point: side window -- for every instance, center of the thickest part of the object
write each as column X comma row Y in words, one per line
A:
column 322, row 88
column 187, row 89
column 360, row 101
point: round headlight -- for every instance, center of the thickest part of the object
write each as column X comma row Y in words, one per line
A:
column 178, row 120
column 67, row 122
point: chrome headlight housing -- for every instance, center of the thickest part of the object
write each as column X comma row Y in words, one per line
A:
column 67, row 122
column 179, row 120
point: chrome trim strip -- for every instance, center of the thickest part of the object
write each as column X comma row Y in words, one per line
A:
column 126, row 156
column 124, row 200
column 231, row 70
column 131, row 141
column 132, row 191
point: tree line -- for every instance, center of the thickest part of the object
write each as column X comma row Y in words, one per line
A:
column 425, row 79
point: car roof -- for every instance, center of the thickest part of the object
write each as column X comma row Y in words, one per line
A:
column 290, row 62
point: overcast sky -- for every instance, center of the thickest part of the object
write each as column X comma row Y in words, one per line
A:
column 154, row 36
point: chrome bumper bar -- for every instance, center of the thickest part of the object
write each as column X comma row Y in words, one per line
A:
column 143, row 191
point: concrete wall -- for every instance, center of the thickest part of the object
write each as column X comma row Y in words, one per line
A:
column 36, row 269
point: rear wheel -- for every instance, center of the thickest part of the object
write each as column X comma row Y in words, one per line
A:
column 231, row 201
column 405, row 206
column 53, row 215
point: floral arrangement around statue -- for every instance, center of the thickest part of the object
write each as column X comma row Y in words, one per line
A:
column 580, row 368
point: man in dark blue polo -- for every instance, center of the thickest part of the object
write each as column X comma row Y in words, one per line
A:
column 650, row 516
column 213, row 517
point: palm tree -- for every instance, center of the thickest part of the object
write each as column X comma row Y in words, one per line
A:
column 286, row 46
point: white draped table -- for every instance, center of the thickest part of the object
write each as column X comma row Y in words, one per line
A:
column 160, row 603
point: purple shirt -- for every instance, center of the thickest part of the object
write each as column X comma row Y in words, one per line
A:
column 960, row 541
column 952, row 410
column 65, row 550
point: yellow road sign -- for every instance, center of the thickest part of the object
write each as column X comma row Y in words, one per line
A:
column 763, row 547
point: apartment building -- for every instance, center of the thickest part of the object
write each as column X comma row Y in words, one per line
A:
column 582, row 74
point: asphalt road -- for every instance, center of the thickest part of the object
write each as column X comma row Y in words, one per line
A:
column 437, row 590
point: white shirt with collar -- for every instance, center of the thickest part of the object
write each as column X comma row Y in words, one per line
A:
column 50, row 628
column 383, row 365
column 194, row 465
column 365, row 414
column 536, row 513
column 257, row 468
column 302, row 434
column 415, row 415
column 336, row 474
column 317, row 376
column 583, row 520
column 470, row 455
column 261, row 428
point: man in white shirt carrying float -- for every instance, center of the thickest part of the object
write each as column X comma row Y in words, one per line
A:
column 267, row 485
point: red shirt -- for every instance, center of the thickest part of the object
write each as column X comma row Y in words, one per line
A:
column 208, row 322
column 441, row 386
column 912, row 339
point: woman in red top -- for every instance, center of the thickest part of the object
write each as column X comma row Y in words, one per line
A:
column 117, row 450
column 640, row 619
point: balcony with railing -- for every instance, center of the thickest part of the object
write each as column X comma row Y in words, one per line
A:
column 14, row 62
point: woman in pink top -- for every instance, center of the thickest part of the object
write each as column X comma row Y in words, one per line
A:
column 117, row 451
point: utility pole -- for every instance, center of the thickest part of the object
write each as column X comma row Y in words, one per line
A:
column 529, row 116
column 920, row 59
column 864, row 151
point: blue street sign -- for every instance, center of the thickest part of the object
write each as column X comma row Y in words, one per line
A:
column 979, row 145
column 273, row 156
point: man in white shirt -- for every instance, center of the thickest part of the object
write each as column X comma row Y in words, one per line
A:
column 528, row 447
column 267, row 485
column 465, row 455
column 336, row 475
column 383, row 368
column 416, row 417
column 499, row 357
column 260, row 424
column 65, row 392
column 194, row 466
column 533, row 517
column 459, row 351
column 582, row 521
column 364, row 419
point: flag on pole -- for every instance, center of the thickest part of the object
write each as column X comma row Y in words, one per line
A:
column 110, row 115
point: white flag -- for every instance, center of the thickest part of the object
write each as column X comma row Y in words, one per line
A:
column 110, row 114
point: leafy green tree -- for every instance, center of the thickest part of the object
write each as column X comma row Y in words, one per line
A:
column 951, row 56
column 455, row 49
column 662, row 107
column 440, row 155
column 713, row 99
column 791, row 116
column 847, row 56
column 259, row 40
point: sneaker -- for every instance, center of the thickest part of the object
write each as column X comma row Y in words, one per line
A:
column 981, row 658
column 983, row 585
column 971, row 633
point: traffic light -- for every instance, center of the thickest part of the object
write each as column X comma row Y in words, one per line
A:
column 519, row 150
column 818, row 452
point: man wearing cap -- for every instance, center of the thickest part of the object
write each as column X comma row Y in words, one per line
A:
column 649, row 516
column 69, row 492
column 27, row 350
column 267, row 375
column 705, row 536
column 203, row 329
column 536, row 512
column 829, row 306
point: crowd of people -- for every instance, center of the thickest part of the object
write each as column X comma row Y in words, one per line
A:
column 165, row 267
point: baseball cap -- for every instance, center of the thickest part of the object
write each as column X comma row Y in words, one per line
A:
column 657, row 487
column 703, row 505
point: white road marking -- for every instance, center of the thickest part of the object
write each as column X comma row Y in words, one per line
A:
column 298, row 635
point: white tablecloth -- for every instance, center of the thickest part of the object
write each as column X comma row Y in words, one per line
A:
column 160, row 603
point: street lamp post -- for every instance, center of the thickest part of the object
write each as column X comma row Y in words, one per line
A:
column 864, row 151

* * *

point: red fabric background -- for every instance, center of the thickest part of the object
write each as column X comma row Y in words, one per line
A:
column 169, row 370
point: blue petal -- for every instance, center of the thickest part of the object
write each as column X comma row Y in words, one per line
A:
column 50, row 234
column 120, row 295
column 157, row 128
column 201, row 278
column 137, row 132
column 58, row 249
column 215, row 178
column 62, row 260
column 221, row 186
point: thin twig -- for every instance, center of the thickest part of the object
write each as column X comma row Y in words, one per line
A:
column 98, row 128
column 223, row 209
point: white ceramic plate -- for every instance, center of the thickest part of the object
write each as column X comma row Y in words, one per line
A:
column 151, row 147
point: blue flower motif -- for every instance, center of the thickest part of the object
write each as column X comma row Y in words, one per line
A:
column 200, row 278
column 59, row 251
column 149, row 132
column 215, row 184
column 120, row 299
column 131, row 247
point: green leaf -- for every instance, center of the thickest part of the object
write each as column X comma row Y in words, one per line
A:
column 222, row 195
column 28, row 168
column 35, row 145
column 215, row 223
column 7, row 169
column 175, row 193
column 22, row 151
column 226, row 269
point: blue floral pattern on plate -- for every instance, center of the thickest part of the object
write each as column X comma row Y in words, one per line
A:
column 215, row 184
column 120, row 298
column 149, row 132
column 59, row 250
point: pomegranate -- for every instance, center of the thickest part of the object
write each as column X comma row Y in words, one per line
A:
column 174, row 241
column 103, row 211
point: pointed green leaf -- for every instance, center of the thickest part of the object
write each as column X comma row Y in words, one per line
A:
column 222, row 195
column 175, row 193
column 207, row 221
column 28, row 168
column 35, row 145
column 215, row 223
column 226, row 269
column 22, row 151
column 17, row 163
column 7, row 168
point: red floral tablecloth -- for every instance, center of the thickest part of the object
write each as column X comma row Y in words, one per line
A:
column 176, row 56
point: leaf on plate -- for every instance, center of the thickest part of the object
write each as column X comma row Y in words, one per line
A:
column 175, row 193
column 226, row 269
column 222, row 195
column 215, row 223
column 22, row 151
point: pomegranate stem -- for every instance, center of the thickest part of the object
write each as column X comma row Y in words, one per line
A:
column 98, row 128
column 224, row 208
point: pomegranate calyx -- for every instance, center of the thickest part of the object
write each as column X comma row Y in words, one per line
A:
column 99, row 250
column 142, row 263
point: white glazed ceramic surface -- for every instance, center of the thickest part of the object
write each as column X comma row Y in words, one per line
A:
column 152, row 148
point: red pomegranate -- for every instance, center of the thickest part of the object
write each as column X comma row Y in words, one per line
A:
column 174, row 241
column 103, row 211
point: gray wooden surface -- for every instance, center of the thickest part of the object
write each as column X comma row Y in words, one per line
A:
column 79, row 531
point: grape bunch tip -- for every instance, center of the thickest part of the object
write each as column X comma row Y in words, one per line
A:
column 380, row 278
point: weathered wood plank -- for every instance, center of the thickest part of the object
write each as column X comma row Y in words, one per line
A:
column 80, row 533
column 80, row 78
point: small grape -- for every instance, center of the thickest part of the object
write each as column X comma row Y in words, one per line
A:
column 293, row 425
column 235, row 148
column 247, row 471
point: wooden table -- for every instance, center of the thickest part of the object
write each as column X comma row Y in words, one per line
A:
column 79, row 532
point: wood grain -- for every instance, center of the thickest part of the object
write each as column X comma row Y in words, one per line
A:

Task description |
Turn the lines of the material above into a numbered list, beginning with the line that contains "point: side window" and ending with the line that contains "column 36, row 269", both included, and leave out any blank lines.

Solution to the exercise |
1. point: side window -- for every instance, center of the thickest part of the object
2. write each as column X comma row Y in words, one per line
3. A:
4. column 322, row 88
5. column 187, row 89
6. column 360, row 101
7. point: round headlight -- for every instance, center of the thickest part of the object
8. write each as column X comma row Y in words, one per line
9. A:
10. column 178, row 120
11. column 67, row 122
12. point: chrome headlight housing -- for every instance, center of the thickest part of the object
13. write each as column X comma row Y in words, one per line
14. A:
15. column 67, row 122
16. column 179, row 120
17. point: chrome trim strip -- for every instance, center of the thickest part of the object
18. write each as column X comma row Y in words, one per line
19. A:
20. column 126, row 156
21. column 124, row 200
22. column 231, row 70
23. column 131, row 141
24. column 132, row 191
25. point: tree line -- for every instance, center of the thickest part of the object
26. write each as column X comma row Y in words, one per line
27. A:
28. column 425, row 79
29. point: car roof -- for every instance, center of the thickest part of the object
30. write each as column X comma row Y in words, one per line
31. A:
32. column 290, row 62
33. point: overcast sky -- for every instance, center of the thickest part of the object
34. write each as column X comma row Y in words, one per line
35. A:
36. column 154, row 36
37. point: chrome bumper bar -- for every instance, center of the thickest part of the object
38. write each as column X comma row Y in words, one per line
39. A:
40. column 143, row 191
41. point: concrete wall -- for every instance, center of the thickest part of the object
42. write each as column X comma row Y in words, one per line
43. A:
44. column 36, row 269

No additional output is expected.